# SOURCE DOCUMENT
Late Friday night, according to his now-infamous Twitter feed, Keith Urbahn toasted the end of the work week with a tall mint julep on a warm Washington evening, made from mint from his garden and 1792 small-batch Kentucky bourbon.
By the end of the weekend, Mr. Urbahn, 27, had become a minor celebrity in the media storm that surrounded the killing of Osama bin Laden in Pakistan, and his Twitter feed had jumped from a few hundred followers to nearly 7,000—and counting.
The reason for his newfound fame was a 140-character message that Mr. Urbahn typed out on his BlackBerry, amid the mad speculation over what President Barack Obama was going to say in a surprise news conference on Sunday evening.
“So I’m told by a reputable person they have killed Osama Bin Laden,” he wrote. “Hot damn.”
Mr. Urbahn, a top aide to former defense secretary Donald Rumsfeld and an intelligence officer in the Navy Reserve, had moments earlier been lying in bed alongside his wife, taking a rare evening off from the endless news crush to watch the NHL playoffs. (His previous tweet, from an hour before, read: “[Washington Capitals left winger Alex] Ovechkin defines clutch. Unbelievable goal to tie it up w #Caps goalie pulled. Heading to OT now.”)

# RECORDED INFORMATION
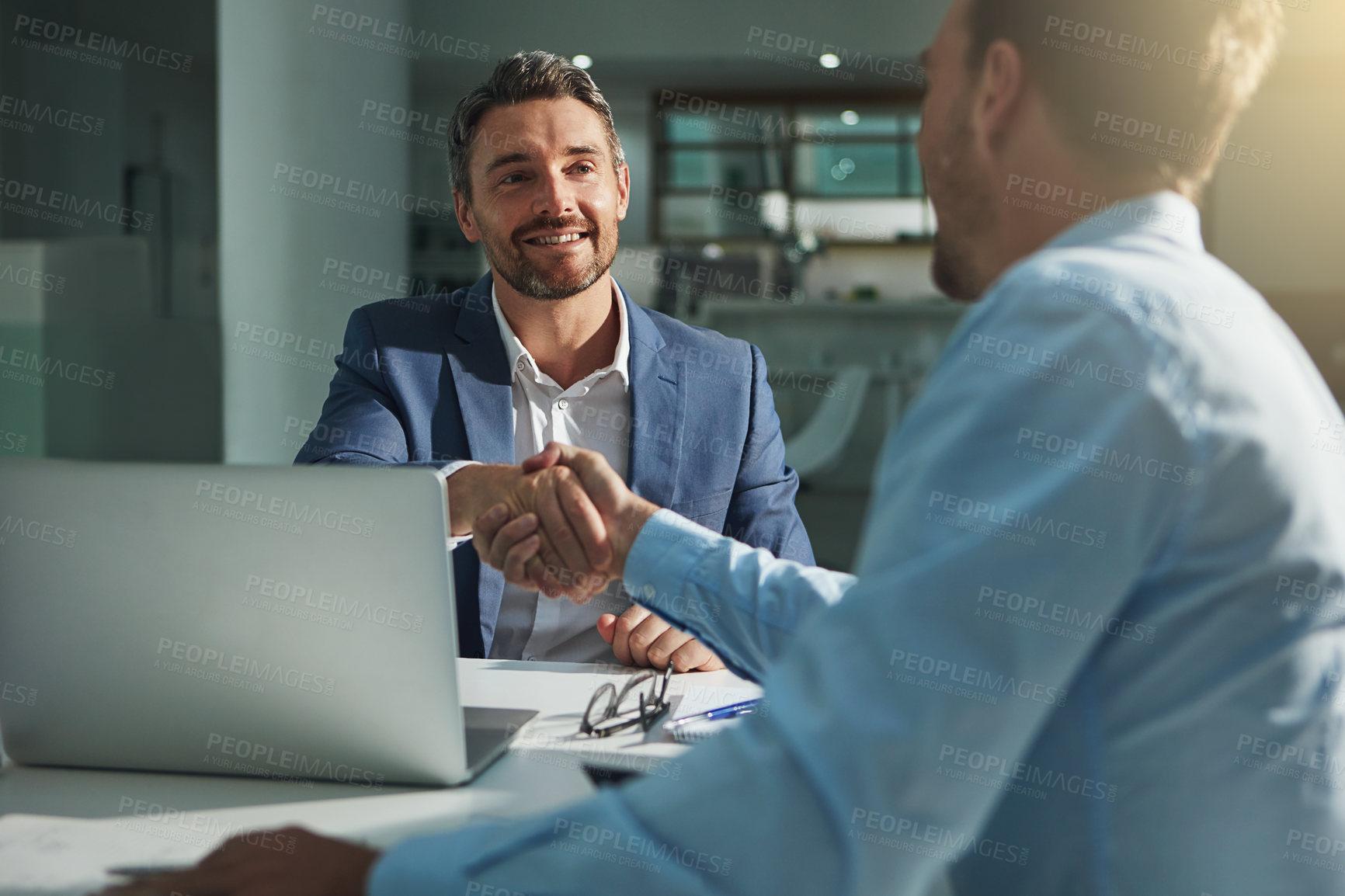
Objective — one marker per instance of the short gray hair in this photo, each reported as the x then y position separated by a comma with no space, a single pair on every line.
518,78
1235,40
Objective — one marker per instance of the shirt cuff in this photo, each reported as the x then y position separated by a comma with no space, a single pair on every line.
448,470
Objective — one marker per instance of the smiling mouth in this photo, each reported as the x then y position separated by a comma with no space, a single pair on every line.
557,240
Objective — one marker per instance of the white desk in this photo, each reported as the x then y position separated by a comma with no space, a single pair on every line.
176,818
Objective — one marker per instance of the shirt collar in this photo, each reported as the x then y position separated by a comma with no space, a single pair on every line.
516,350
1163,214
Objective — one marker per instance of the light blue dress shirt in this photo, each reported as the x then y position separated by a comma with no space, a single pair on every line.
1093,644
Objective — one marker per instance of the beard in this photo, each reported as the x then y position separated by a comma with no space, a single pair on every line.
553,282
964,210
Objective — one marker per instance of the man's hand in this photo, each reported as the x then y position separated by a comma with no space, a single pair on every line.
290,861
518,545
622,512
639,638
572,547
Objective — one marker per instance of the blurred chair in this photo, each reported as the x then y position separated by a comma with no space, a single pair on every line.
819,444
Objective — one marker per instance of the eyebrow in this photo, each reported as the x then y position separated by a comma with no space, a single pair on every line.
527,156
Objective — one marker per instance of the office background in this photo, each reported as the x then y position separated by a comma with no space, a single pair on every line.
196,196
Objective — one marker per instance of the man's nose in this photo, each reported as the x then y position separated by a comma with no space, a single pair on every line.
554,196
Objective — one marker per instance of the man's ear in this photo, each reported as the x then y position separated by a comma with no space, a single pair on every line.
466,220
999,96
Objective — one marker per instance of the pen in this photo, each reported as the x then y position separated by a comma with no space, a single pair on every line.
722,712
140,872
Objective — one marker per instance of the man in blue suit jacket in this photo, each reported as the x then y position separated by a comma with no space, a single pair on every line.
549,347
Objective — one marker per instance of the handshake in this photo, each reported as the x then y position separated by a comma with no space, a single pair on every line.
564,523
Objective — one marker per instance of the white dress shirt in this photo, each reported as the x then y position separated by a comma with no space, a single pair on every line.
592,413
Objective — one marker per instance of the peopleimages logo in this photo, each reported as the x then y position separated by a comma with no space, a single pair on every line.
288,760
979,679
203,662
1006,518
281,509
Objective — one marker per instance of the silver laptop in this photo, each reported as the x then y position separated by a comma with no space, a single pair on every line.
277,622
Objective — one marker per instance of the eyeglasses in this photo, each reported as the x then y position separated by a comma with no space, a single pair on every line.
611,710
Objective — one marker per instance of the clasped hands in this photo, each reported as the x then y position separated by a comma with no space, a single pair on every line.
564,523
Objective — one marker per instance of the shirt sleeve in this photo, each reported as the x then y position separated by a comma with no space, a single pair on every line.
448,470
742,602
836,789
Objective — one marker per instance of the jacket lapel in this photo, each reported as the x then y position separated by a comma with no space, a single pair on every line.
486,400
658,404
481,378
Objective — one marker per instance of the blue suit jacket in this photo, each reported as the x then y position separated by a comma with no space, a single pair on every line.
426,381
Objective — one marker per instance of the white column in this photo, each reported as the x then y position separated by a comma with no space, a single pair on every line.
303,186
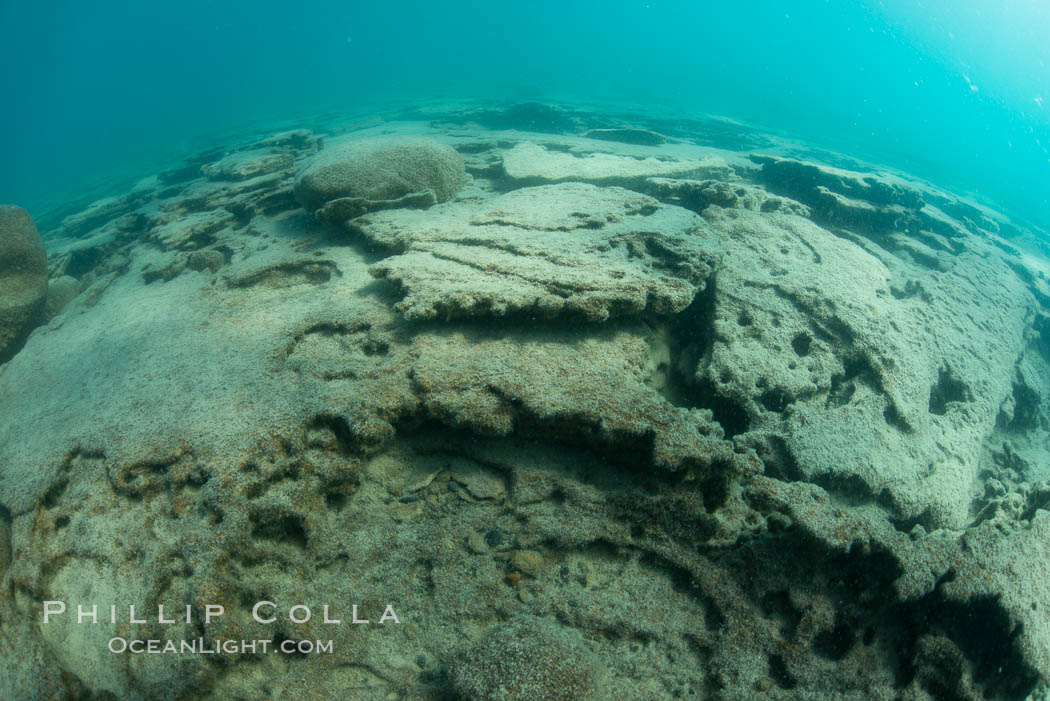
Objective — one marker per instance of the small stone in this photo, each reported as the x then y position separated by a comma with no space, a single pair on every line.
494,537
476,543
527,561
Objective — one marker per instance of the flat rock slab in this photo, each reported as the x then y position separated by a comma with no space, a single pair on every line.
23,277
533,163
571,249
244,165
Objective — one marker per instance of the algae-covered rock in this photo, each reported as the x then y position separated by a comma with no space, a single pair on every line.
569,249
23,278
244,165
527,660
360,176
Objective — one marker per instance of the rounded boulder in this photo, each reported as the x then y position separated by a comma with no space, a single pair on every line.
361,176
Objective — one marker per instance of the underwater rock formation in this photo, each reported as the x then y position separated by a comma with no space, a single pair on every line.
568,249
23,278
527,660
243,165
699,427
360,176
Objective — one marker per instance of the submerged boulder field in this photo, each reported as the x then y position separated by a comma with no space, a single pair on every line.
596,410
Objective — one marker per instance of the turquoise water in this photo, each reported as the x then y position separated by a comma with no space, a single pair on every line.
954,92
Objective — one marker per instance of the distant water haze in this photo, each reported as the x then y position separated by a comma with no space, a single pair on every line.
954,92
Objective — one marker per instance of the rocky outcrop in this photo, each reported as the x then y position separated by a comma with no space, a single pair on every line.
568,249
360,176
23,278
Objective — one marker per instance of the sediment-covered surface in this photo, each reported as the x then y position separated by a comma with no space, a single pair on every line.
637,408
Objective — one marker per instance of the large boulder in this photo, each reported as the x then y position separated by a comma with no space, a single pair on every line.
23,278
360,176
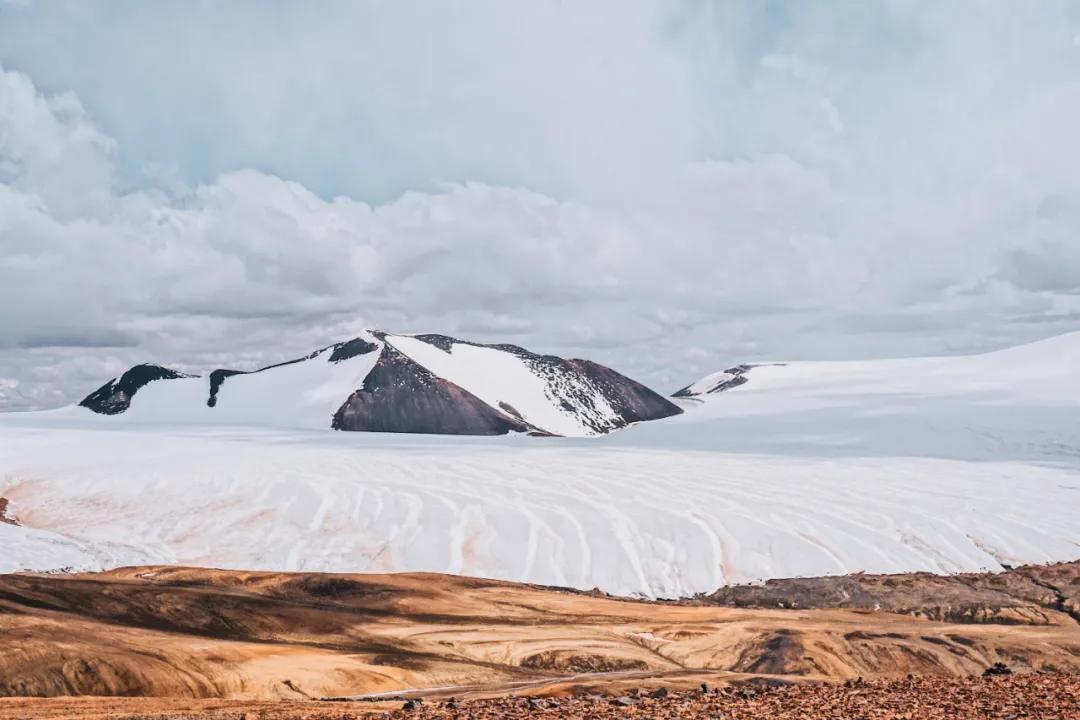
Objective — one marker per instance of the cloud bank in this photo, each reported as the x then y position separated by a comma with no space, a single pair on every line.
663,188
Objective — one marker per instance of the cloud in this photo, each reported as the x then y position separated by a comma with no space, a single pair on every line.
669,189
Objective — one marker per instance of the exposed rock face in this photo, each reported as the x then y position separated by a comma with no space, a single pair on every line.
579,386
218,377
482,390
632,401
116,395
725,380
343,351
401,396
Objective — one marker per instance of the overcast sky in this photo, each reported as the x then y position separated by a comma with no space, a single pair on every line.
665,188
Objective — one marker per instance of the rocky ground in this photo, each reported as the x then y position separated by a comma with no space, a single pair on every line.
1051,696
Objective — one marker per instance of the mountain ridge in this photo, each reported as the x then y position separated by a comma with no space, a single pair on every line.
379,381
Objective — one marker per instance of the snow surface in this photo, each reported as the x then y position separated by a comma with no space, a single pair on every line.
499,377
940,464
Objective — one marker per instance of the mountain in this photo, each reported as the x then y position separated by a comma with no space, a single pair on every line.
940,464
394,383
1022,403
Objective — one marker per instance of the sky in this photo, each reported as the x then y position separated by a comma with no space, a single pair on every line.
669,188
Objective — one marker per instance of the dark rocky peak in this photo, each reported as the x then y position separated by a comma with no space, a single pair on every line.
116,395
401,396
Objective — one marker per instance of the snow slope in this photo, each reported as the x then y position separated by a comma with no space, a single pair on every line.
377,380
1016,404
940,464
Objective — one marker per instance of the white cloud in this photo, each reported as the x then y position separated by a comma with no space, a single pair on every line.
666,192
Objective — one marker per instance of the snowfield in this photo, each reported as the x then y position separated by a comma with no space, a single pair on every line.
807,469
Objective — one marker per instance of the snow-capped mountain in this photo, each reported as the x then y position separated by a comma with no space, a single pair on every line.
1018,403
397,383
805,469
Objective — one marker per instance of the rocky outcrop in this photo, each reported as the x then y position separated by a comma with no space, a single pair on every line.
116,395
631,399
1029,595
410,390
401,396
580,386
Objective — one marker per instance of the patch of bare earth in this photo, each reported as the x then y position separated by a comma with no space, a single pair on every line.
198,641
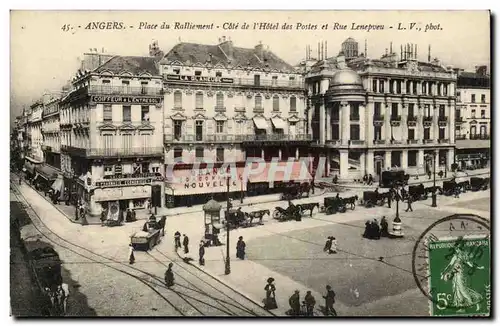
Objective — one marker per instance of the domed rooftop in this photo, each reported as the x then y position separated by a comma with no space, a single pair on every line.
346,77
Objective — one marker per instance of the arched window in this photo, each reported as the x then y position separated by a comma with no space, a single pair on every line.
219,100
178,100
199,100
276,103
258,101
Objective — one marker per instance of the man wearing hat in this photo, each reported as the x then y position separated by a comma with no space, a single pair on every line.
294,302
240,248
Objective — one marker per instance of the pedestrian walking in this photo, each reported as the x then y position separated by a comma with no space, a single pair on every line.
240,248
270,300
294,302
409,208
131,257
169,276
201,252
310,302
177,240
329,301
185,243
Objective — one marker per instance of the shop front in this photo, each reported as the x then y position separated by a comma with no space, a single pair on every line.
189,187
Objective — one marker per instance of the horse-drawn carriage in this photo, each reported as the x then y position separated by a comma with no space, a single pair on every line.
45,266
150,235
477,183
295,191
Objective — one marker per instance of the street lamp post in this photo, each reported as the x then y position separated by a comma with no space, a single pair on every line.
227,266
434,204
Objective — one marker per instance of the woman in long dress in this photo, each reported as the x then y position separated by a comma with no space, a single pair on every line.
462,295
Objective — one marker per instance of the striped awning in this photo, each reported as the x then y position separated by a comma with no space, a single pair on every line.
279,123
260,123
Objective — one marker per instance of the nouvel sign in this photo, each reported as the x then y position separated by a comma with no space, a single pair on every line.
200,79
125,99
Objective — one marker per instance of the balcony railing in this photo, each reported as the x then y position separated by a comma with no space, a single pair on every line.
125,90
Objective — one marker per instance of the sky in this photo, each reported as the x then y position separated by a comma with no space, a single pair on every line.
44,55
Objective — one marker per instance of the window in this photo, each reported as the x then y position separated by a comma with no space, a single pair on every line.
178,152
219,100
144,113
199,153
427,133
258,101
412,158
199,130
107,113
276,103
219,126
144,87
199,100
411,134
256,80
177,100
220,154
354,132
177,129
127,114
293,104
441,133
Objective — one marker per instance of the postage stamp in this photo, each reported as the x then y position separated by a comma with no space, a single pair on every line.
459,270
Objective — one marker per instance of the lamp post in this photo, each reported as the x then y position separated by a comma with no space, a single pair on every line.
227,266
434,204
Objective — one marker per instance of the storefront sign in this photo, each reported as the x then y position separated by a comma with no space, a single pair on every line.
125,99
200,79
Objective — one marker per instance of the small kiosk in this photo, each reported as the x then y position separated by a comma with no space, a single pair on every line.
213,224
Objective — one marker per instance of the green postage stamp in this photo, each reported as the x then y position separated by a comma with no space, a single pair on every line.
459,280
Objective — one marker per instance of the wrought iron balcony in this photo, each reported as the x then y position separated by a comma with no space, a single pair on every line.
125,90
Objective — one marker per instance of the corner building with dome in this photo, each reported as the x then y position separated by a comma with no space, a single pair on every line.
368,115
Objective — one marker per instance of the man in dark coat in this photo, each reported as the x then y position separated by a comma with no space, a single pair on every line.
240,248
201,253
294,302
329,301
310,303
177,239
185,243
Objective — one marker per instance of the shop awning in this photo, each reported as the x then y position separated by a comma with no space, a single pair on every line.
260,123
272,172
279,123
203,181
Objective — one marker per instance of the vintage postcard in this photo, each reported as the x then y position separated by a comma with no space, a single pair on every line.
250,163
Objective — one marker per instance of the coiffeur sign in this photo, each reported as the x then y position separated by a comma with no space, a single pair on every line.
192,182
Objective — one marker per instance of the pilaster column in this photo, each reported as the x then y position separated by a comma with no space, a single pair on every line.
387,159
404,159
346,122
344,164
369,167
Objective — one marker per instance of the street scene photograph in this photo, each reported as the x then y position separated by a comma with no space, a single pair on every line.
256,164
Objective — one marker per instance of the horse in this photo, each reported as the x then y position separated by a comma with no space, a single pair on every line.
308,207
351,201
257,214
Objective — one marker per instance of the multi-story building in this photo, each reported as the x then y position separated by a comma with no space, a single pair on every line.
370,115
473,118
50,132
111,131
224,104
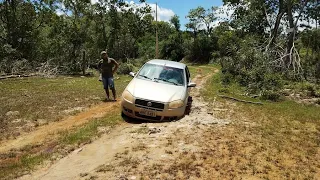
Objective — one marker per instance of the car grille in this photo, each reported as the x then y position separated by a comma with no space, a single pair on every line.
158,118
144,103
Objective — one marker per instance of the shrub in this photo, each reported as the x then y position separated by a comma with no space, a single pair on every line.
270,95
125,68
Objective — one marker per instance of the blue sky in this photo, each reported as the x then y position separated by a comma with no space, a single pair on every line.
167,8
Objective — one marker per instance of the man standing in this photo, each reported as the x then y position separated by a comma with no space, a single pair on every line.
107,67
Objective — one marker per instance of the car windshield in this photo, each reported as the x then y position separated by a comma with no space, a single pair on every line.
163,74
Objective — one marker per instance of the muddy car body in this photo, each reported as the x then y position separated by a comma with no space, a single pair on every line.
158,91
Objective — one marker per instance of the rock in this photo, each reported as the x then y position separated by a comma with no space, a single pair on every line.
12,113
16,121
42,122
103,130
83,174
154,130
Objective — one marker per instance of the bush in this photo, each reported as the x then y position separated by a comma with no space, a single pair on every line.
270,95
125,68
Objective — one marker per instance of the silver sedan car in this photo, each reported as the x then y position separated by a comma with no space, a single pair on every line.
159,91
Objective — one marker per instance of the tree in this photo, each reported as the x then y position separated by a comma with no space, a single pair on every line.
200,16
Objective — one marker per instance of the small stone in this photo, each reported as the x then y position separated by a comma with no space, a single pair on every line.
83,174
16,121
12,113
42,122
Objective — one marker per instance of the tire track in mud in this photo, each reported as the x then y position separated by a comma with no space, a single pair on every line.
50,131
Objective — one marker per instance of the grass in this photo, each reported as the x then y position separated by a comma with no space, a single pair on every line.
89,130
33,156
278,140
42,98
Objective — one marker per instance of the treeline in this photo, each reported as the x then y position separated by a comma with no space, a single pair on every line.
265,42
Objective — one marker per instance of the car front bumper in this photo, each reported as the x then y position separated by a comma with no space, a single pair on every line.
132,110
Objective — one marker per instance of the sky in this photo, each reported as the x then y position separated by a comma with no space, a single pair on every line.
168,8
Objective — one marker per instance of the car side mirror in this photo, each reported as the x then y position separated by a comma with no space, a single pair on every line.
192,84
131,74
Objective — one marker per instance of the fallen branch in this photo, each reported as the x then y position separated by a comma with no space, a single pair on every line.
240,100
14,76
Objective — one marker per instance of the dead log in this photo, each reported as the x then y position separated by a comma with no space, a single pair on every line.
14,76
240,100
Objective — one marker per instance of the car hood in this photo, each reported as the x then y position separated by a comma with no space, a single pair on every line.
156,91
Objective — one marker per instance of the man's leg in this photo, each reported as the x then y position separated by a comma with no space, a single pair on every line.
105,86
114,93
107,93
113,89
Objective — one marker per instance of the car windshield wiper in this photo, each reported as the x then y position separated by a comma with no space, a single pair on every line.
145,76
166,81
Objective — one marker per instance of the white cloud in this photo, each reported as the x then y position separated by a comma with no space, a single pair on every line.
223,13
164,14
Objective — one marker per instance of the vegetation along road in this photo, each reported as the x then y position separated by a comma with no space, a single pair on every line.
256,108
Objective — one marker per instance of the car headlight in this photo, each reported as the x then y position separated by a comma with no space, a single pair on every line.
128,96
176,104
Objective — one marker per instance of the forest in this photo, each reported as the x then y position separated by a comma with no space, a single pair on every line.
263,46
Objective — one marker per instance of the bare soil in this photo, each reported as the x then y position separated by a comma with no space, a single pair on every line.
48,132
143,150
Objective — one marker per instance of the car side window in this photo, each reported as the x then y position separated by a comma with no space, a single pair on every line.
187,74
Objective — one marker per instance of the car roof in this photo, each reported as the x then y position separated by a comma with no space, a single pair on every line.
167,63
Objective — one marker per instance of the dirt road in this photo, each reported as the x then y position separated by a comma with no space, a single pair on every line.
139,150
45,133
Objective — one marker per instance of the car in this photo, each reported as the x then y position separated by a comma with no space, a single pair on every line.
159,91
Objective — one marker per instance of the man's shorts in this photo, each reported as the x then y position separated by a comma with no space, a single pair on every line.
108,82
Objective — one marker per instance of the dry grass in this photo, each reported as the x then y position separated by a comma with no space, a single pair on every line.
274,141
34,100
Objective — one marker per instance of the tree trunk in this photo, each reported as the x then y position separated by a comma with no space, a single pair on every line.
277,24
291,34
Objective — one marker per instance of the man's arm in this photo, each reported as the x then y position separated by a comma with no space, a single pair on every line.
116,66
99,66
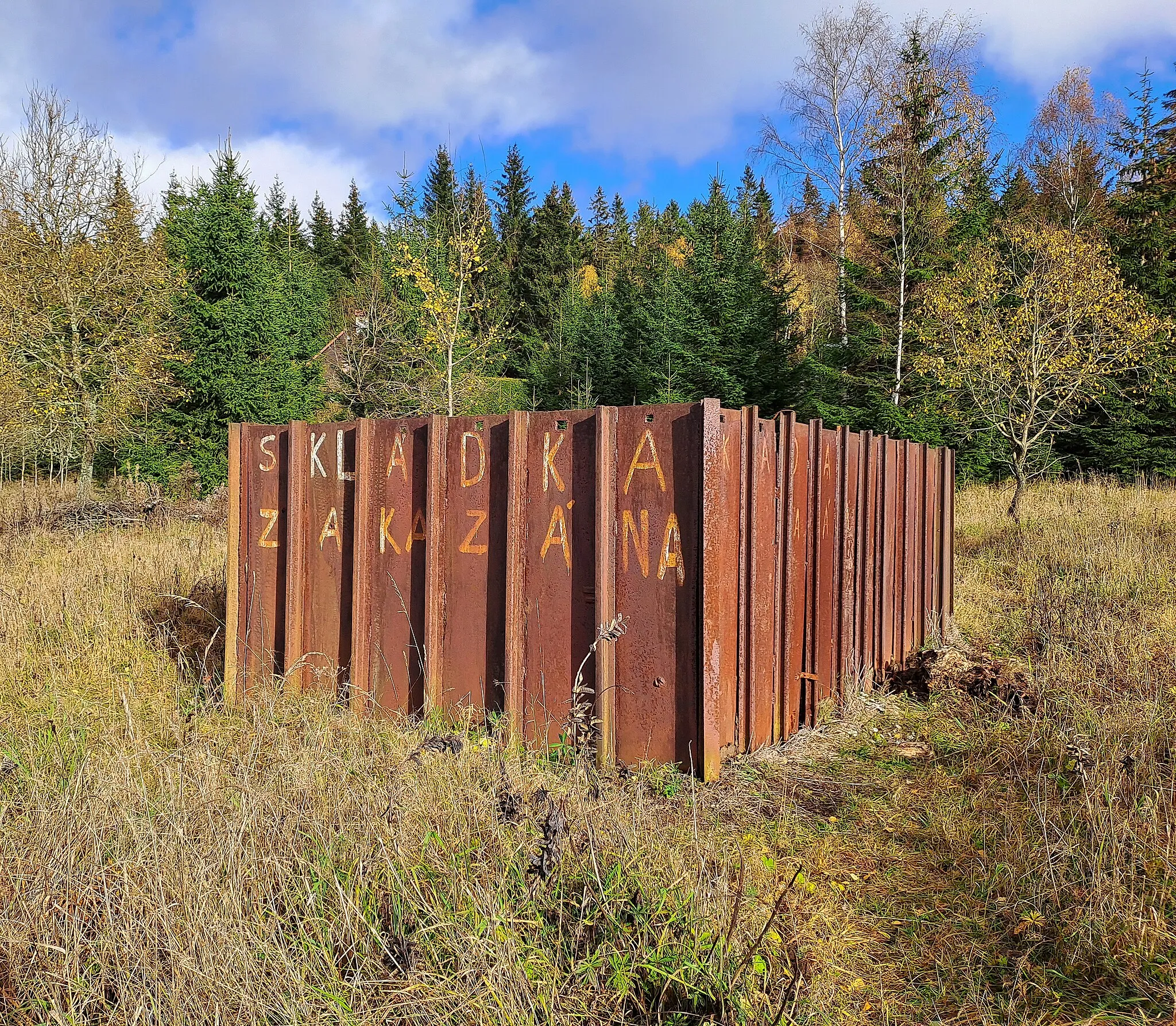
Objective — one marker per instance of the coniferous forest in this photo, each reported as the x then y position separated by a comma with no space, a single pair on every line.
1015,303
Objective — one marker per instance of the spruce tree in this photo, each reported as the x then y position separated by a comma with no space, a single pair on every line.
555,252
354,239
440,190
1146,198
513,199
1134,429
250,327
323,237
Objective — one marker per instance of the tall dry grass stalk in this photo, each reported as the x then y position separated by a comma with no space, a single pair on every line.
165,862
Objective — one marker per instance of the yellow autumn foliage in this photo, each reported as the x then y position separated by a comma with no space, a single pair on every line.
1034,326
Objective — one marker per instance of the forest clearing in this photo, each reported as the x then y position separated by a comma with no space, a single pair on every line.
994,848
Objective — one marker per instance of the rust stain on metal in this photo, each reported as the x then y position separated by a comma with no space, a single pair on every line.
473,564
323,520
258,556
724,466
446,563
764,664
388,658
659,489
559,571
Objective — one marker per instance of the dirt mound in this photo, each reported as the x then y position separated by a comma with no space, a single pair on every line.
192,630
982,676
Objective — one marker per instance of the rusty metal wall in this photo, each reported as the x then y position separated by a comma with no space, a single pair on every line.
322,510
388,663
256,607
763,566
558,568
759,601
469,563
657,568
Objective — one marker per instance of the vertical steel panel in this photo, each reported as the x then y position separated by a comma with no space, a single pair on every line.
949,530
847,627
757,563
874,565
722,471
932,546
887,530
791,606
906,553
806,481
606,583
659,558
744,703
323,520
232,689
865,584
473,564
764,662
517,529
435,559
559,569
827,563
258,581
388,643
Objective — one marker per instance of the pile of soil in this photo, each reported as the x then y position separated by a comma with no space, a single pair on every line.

# JOB
Extend the article about Keith Urbahn's tweet on the killing of Osama bin Laden, starting right after its last sentence.

# ANSWER BELOW
As reporters—still foggy from the White House Correspondents Dinner parties that had stretched into the wee hours—scrambled to figure out the subject of the news conference, Mr. Urbahn fielded a call from what he only described as a “connected network TV news producer” who asked him to be put in touch with Mr. Rumsfeld for an on-air interview. Bin Laden, it seemed, had been killed, and the network wanted reaction.
Mr. Urbahn waved off the request—it was too premature—and turned on the news, where there were still shots of the White House and network anchors who seemed to know very little about what was to come.
“I mentioned it offhand to my wife, and just threw it down on Twitter thinking there surely have to be a couple of dozen other people who have heard the same rumor and thought of [doing] the same thing,” he told The Observer.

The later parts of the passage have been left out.